Lay out every line of the data below as a JSON list of strings, one string per line, skipping blank lines. Leave the pictures out of your answer.

[Records of labeled points]

++++++++

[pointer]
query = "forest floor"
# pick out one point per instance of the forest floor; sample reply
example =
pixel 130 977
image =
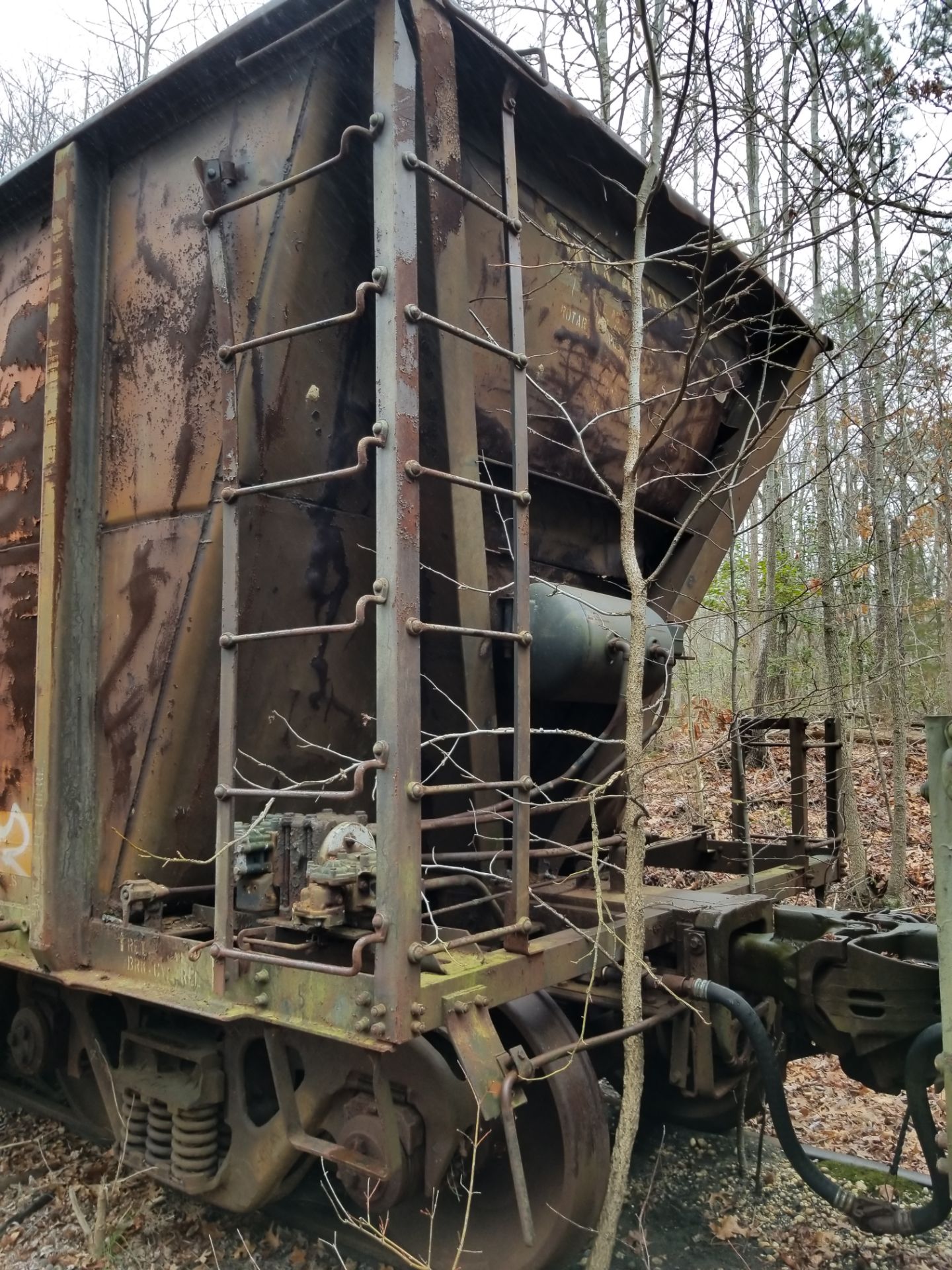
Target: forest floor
pixel 688 1209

++++++++

FINAL RESULT
[
  "[pointer]",
  "query = \"forest floor\"",
  "# pick out one point per instance of the forest floor; sample reply",
  "example =",
  "pixel 130 977",
  "image =",
  "Target: forest floor",
  "pixel 688 1209"
]